Text excerpt -

::::

This release comes with 17 major changes and 160 fixed Bugzilla issues from 62 contributors across the core repositories. The number of fixed issues may well be a record high. The 2.097.0 release had 144, and the 2.094.0 release had 119, but a cursory look at several other major releases shows numbers ranging from the high 40s to under 100, with counts in the 50s showing up frequently. This is the sort of trend we were hoping to see when Razvan Nitu came on board as our Pull Request and Issue Manager, and we couldn’t be more pleased.

There are two items of note that I’d like to point out from the new release, and then I have a little more to say about the work Razvan is doing.

ImportC

The ImportC compiler is a major enhancement to D that allows the D compiler to directly compile C source code. Walter has been working on it for a few months now, and this is the first release in which it’s available. ImportC enables the compiler to inline C function calls and even evaluate them at compile time via CTFE. ImportC targets C11 and does not currently handle preprocessor directives, so any C source you do intend to compile must first be run through a preprocessor. It’s not yet complete, but if you have a use case for it, any help in finding and reporting ImportC bugs is welcome. Contributions to fix said bugs doubly so!

Fork-based garbage collector

This release also includes an optional concurrent garbage collector for Posix systems. This is cool in and of itself, but more so because the project came to fruition thanks to the Symmetry Autumn of Code. It was originally developed for D1 by Leandro Lucarella but was never included in an official release (using alternative GCs back then required more than just a simple command-line switch). In 2018, for the inaugural edition of SAOC, Francesco Mecca undertook to port the GC to D2. This resulted in a pull request to DRuntime that was ultimately merged in time for this release by Rainer Schuetze.

To use the new GC, provide the DRuntime option --DRT-gcopt=fork:1 on the command-line of any program compiled against DRuntime 2.098.0+ (this is not a compiler option, but an option to any program linked with DRuntime). It can also be configured programmatically via:

extern(C) __gshared string[] rt_options = [ "gcopt=fork:1" ];

See the D documentation for more GC configuration options.

::::

Entries -
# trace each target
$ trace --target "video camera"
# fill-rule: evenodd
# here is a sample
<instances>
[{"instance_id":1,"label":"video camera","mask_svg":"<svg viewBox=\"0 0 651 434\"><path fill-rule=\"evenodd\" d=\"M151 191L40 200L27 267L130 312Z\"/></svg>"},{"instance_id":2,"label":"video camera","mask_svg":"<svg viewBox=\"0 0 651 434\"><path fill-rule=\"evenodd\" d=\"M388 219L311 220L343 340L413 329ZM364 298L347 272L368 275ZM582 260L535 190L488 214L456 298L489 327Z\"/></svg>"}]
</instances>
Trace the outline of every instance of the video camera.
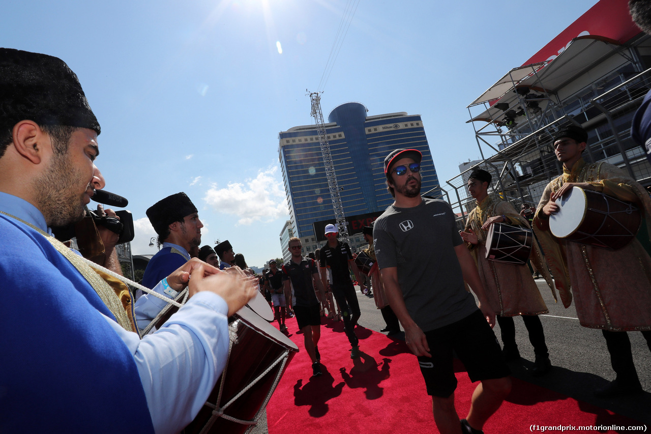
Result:
<instances>
[{"instance_id":1,"label":"video camera","mask_svg":"<svg viewBox=\"0 0 651 434\"><path fill-rule=\"evenodd\" d=\"M96 190L91 198L93 201L112 207L124 207L129 201L113 193L104 190ZM116 211L119 219L109 216L99 216L97 212L86 207L86 216L89 216L97 226L102 226L120 236L116 244L121 244L133 239L133 217L131 212L126 210ZM67 241L77 236L75 224L52 228L55 237L60 241Z\"/></svg>"}]
</instances>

::::

Goals -
A - List every person named in the D release announcement.
B - Return the passage of the D release announcement starting at "To use the new" and ending at "GC configuration options.".

Results for the exercise -
A -
Razvan Nitu
Walter
Leandro Lucarella
Francesco Mecca
Rainer Schuetze

B -
To use the new GC, provide the DRuntime option --DRT-gcopt=fork:1 on the command-line of any program compiled against DRuntime 2.098.0+ (this is not a compiler option, but an option to any program linked with DRuntime). It can also be configured programmatically via:

extern(C) __gshared string[] rt_options = [ "gcopt=fork:1" ];

See the D documentation for more GC configuration options.